» **WHAT THE EXERCISE ASKS**
Nothing but the line with "Box the cab" and the lines after it should appear, each retyped exactly as in the listing.

START ENTRIES SHOWN

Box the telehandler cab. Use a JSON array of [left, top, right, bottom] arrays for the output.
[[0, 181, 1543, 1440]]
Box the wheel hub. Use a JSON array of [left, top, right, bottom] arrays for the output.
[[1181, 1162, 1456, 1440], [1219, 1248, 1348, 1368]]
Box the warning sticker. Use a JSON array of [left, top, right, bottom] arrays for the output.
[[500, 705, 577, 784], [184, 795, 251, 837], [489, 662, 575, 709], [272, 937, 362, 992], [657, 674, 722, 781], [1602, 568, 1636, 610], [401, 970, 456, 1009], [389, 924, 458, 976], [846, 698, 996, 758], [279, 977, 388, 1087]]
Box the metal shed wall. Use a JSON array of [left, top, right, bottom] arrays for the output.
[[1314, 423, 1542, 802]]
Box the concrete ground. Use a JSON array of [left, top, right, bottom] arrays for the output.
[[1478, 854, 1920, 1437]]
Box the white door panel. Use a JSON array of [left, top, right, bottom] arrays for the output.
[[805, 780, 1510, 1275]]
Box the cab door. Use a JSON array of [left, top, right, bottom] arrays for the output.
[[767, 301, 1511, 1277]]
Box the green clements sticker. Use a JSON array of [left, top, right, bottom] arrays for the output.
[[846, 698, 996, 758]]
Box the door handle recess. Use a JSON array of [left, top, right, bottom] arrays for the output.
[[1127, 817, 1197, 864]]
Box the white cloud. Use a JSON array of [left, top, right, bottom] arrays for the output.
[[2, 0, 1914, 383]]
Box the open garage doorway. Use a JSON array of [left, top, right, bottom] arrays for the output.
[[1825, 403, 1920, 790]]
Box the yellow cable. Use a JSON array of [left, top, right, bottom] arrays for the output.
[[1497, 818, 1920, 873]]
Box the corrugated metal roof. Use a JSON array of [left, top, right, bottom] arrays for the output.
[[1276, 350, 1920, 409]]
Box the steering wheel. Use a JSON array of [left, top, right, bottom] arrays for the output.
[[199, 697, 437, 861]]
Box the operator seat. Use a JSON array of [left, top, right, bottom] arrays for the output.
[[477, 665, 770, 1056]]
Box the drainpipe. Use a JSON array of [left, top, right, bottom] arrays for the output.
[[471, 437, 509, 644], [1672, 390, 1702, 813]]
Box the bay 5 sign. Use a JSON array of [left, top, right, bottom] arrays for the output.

END ENTRIES SHOWN

» **EXERCISE OUTPUT**
Box the cab door. Use a JSON array of [left, top, right, bottom] arrays for the output.
[[767, 301, 1511, 1277]]
Box the green clements sticker. Use a JSON array of [left, top, right, bottom] arrays for the output.
[[846, 698, 996, 758]]
Box the door handle recess. Use a JSON array of [left, top, right, bottom] arrays for the output.
[[1127, 817, 1197, 864]]
Box the white cloud. Use a JSON array of [left, top, right, bottom] arrays for the output.
[[2, 0, 1914, 383]]
Box the open garage doorway. Use a JSON array of [left, top, right, bottom] arrays for the output.
[[1825, 403, 1920, 790]]
Box the yellow cable. Use a JSON array of [left, top, right, bottom] arrays for the output.
[[1497, 818, 1920, 873]]
Box the corrugated metal roof. Use a JSON array of [left, top, right, bottom] arrays for the output.
[[1276, 350, 1920, 409]]
Box the steering wheel. Use a JSON array of [left, top, right, bottom] arrays for the output.
[[199, 697, 437, 861]]
Box the operator seat. Use a JSON array of [left, top, right, bottom] arrays for the output.
[[477, 665, 770, 1056]]
Box the drainpipe. Use a JSON array of [left, top, right, bottom] arrays for the output.
[[471, 437, 509, 644], [1672, 390, 1702, 813]]
Box the bay 5 sign. Use a JSON array of [left, top, right, bottom] arrays for the output.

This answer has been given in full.